* [Passage to read]:
----

A century ago as today, the world relied on South Dakota and the northern Great Plains to grow the best quality wheat. A single disease, black stem rust, was carried by the winds and threatened wheat crops from Mexico to the Canadian prairies. Stem rust infestations caused lost farm income, declined rural communities, and hunger. As a student at South Dakota State in 1916, Edgar McFadden envisioned and accomplished the first major breakthrough in conferring genetic resistance to stem rust. From a single seed, his work is still making a critical difference today, feeding billions of people.

Edgar S. McFadden (1891 – 1956) was a remarkable scientist who made breakthroughs in wheat genetics in South Dakota and in Texas. McFadden (widely known as “Mac”) was born and raised on a homestead in Day County, South Dakota. Stem rust was the most threatening disease of wheat and caused as much as 70% crop loss.

----

Text-to-region grounding listing:

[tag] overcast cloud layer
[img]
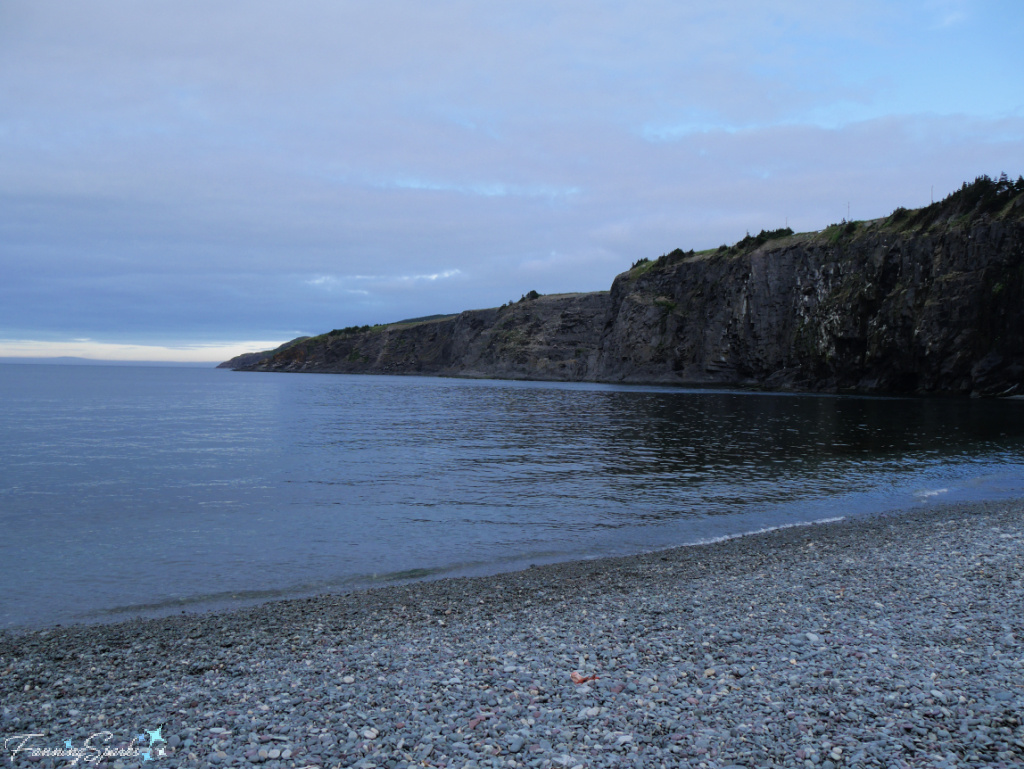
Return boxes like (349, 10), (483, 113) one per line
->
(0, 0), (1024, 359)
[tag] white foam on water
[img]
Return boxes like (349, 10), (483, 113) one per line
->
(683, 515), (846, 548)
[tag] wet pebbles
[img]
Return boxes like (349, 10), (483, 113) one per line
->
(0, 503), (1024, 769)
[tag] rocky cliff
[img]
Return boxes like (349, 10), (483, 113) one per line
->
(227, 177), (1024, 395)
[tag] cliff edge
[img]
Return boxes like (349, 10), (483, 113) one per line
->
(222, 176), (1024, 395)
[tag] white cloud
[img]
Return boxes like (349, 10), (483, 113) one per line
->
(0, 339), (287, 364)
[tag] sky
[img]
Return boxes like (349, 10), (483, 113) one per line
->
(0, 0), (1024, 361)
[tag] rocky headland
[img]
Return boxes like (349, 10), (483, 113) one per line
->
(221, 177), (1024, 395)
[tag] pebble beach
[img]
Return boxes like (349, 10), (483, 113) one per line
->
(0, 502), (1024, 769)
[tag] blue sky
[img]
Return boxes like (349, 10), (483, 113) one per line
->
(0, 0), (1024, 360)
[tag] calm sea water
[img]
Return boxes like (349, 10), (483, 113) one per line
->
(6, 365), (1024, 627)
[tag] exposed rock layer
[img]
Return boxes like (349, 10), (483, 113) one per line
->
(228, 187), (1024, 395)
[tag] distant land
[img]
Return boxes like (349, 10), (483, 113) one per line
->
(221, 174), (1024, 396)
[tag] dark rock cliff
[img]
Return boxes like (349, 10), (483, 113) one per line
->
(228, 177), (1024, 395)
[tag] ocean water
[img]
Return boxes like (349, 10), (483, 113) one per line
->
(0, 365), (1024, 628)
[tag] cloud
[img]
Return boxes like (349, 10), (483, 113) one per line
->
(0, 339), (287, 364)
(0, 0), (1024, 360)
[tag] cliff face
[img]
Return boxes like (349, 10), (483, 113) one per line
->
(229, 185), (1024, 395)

----

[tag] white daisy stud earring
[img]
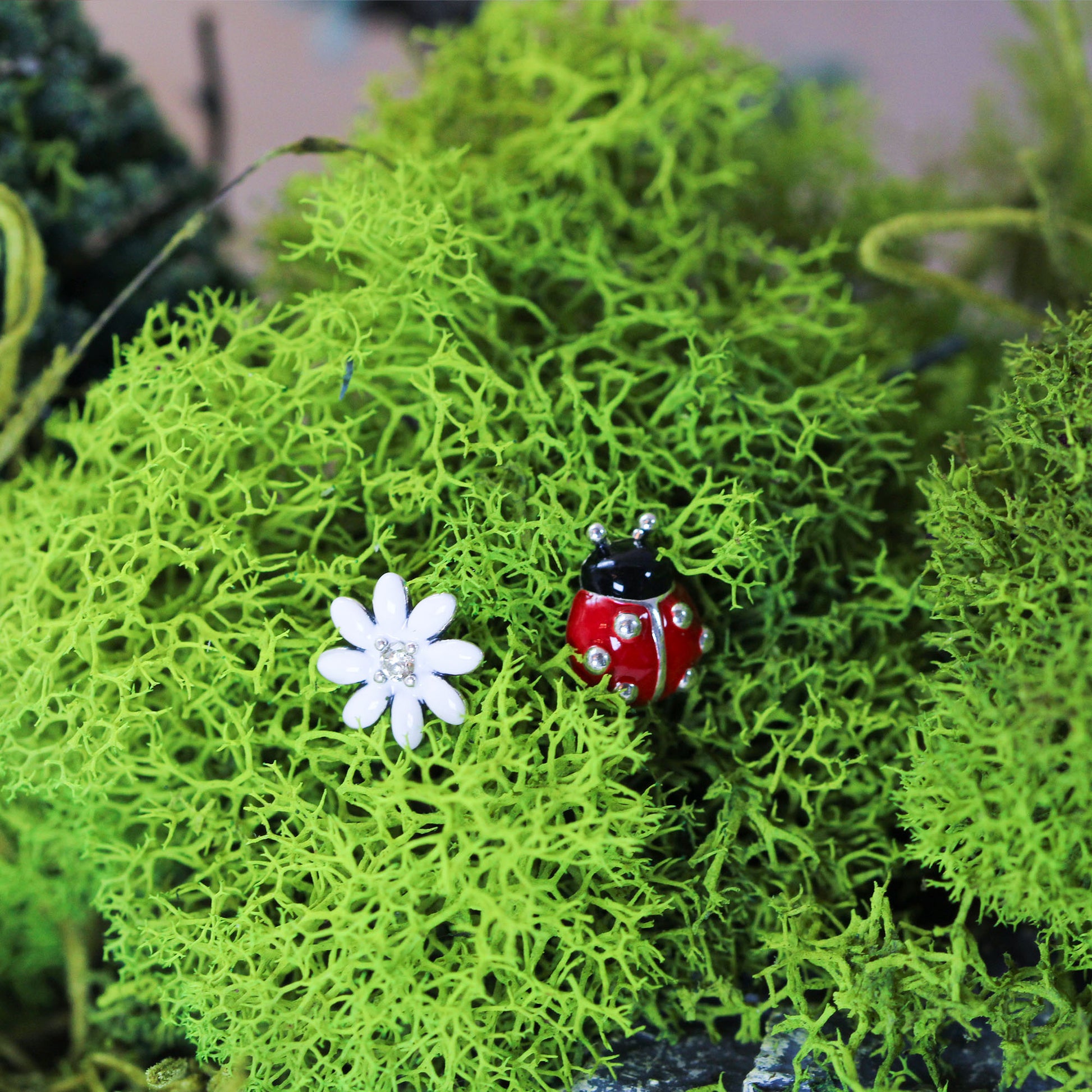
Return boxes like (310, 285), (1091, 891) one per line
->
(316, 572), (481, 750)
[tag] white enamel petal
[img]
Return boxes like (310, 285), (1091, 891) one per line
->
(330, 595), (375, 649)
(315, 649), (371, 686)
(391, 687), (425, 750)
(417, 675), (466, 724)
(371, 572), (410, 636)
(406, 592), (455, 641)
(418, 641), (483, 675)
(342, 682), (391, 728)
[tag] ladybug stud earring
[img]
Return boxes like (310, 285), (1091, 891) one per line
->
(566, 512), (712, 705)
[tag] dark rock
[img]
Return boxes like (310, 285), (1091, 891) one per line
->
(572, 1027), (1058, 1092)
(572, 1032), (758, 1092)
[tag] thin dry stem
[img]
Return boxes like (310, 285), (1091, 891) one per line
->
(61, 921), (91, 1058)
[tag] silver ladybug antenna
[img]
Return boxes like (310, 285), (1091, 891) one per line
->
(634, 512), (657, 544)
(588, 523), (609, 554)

----

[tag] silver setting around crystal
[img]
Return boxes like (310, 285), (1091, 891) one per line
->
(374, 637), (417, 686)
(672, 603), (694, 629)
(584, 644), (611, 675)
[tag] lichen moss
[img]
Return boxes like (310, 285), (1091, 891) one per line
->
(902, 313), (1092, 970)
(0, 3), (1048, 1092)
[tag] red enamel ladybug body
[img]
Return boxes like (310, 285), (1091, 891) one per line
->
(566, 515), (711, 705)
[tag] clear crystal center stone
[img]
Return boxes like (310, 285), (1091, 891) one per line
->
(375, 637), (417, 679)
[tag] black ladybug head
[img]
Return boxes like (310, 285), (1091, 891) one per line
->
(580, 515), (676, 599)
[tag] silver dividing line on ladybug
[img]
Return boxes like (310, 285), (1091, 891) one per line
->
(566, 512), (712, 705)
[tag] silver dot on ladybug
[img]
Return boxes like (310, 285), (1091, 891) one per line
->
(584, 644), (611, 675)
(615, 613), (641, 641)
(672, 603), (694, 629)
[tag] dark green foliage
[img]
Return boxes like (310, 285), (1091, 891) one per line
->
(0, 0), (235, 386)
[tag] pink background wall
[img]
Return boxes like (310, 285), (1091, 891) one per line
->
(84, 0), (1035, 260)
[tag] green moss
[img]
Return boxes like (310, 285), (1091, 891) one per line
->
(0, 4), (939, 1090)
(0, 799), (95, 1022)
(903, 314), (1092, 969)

----

* [Exercise objective]: Copy the part of the passage on Edgar McFadden and wheat stem rust that starts at "Edgar S. McFadden" and ends after "70% crop loss.", keeping every word unchanged.

* [Final answer]:
Edgar S. McFadden (1891 – 1956) was a remarkable scientist who made breakthroughs in wheat genetics in South Dakota and in Texas. McFadden (widely known as “Mac”) was born and raised on a homestead in Day County, South Dakota. Stem rust was the most threatening disease of wheat and caused as much as 70% crop loss.